**WHAT TO PRODUCE:**
Please copy the stretch of the items from the start through the line containing "x=147, y=214", raising every coordinate in the answers by 100 and keeping all other lines and numbers unchanged. Leave the pictures out.
* START DATASET ROWS *
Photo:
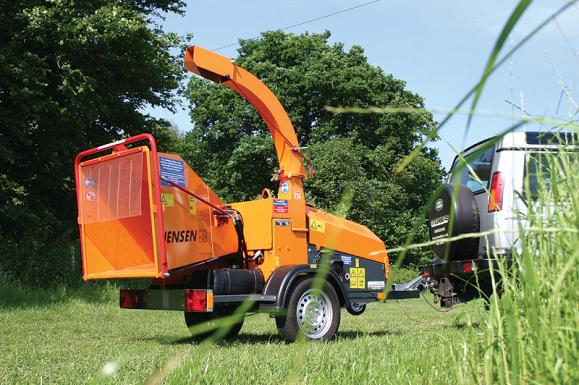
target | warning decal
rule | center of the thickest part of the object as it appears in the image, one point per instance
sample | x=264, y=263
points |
x=280, y=206
x=317, y=225
x=173, y=170
x=168, y=200
x=357, y=278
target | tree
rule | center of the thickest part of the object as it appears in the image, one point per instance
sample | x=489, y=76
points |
x=354, y=154
x=73, y=74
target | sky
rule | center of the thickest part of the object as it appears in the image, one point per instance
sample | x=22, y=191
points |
x=438, y=47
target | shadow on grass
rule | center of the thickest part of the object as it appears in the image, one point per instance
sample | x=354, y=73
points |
x=18, y=296
x=251, y=338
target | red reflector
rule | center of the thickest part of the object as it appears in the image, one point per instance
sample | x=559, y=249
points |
x=198, y=300
x=496, y=193
x=467, y=267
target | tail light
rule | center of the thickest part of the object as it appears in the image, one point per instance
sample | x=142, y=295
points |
x=197, y=300
x=467, y=266
x=496, y=193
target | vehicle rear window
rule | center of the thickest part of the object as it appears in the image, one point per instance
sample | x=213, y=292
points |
x=474, y=171
x=537, y=168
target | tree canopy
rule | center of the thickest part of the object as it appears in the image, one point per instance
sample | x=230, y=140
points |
x=354, y=155
x=73, y=74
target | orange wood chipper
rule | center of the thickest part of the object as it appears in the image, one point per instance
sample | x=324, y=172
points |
x=146, y=214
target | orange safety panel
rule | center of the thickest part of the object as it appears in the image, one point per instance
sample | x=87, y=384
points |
x=117, y=223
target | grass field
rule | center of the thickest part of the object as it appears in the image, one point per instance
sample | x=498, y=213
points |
x=81, y=336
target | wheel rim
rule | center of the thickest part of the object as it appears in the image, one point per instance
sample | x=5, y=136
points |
x=314, y=313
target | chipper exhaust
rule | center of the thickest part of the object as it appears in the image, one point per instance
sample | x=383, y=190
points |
x=147, y=214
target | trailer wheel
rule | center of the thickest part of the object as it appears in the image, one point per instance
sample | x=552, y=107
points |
x=210, y=321
x=312, y=313
x=356, y=308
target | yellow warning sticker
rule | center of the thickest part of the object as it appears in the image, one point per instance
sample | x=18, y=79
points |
x=168, y=200
x=192, y=206
x=318, y=225
x=357, y=278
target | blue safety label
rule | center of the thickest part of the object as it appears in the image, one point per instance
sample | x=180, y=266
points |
x=173, y=170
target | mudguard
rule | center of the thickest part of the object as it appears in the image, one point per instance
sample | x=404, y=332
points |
x=283, y=279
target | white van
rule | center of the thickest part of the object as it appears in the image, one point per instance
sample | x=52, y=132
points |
x=485, y=194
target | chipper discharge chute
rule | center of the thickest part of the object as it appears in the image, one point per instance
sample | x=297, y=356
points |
x=146, y=214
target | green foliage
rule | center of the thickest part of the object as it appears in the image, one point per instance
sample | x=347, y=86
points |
x=231, y=149
x=73, y=74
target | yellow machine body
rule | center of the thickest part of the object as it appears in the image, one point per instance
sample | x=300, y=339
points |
x=167, y=229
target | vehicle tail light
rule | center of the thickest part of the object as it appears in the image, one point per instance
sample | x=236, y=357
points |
x=198, y=300
x=496, y=193
x=467, y=267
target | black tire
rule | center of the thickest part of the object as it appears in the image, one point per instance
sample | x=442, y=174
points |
x=356, y=309
x=210, y=323
x=312, y=313
x=459, y=208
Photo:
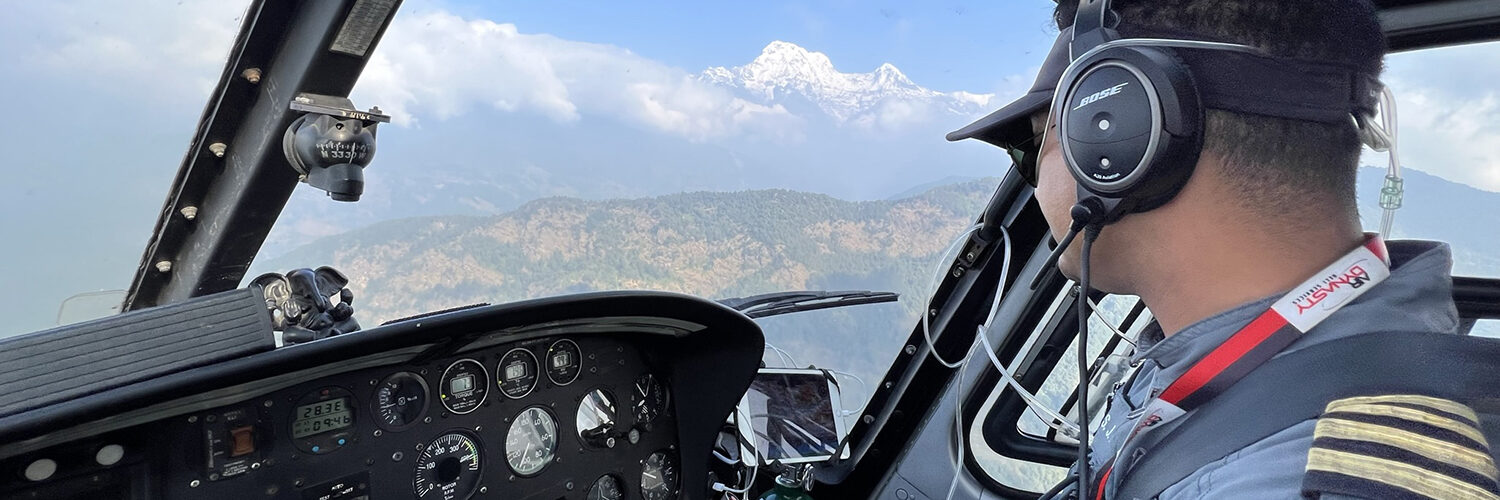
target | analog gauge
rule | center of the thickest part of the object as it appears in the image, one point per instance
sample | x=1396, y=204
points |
x=606, y=488
x=596, y=419
x=449, y=467
x=401, y=400
x=464, y=386
x=518, y=373
x=648, y=400
x=659, y=476
x=531, y=442
x=564, y=361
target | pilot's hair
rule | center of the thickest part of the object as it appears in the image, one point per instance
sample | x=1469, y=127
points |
x=1280, y=165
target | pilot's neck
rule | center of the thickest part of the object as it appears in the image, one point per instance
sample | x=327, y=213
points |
x=1209, y=265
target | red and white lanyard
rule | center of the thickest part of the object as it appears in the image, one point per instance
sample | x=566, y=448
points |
x=1272, y=331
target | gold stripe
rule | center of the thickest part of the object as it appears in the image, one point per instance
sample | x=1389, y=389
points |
x=1422, y=445
x=1400, y=475
x=1416, y=416
x=1427, y=401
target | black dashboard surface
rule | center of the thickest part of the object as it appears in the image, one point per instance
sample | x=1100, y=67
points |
x=609, y=395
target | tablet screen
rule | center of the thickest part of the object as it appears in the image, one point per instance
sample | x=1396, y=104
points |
x=792, y=416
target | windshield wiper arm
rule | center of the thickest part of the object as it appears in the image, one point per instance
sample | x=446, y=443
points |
x=783, y=302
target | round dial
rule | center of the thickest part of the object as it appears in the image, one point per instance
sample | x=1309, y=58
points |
x=659, y=476
x=401, y=400
x=564, y=361
x=596, y=418
x=518, y=373
x=650, y=398
x=606, y=488
x=449, y=467
x=531, y=442
x=464, y=386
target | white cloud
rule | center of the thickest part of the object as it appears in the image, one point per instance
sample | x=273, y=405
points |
x=159, y=47
x=1448, y=111
x=440, y=65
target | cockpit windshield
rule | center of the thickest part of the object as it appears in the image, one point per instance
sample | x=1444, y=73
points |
x=540, y=149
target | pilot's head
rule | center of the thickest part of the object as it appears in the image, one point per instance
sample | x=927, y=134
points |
x=1254, y=173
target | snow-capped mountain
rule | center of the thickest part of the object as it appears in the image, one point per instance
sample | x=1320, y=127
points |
x=786, y=69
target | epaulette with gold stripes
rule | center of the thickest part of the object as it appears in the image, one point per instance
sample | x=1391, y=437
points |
x=1400, y=446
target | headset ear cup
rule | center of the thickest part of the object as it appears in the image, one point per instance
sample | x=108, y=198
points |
x=1131, y=128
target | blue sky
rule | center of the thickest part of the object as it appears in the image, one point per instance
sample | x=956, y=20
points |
x=945, y=45
x=102, y=96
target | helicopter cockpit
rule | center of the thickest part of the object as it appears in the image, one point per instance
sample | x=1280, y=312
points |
* END DATASET ROWS *
**TASK OUTPUT:**
Photo:
target | warning decal
rule | center of the thickest part of the object as it appears in the image, one point per instance
sample | x=264, y=263
points |
x=380, y=306
x=417, y=325
x=273, y=270
x=268, y=300
x=457, y=378
target | tree
rule | center of the thickest part of the object as it appears in the image, one point per instance
sample | x=489, y=76
points |
x=454, y=254
x=173, y=174
target | sky
rule | center of the thickest part of the object as it appears in the image, one point per instance
sample | x=22, y=191
points |
x=538, y=147
target | shadow on grass
rule | center of the thickest part of the object as it appears in the image, one point per instance
sample | x=354, y=73
points |
x=118, y=396
x=351, y=438
target | red reflector
rule | center of the thickest part of the object as it appears in the image, one point per instance
sample | x=559, y=249
points |
x=298, y=400
x=596, y=293
x=567, y=367
target | tail light
rule | center of the thickest part of the object as it appears in the image, one point per instance
sample | x=142, y=295
points |
x=297, y=400
x=567, y=366
x=596, y=293
target | vehicle rear window
rule | center of the thickest part of the object as it appears in the image, one point per instance
sample | x=213, y=292
points |
x=574, y=271
x=637, y=268
target | tree canopy
rule | center of the thickest part of the object as it appears in the image, one point per instance
sample | x=230, y=140
points |
x=454, y=255
x=173, y=174
target | orange wood chipper
rule | center of the thickest part of the object as it appears in the image, one point per instance
sample | x=324, y=172
points |
x=246, y=314
target | orange safety panel
rule | center of the thickest part of the object as it appears in the image, one point per instance
sample | x=87, y=384
points |
x=217, y=323
target | grass field
rule | center of the thickest part of the object as it appears in the image, one point per instance
sample | x=498, y=213
points |
x=181, y=436
target | wheel rim
rule | center of the thickest part of the object as it appears in the image, one point per instance
sample | x=5, y=136
points |
x=414, y=413
target | chipper exhaust
rule | center of the thickest part of the object as it appears in the image, one point per instance
sample | x=383, y=190
points |
x=247, y=314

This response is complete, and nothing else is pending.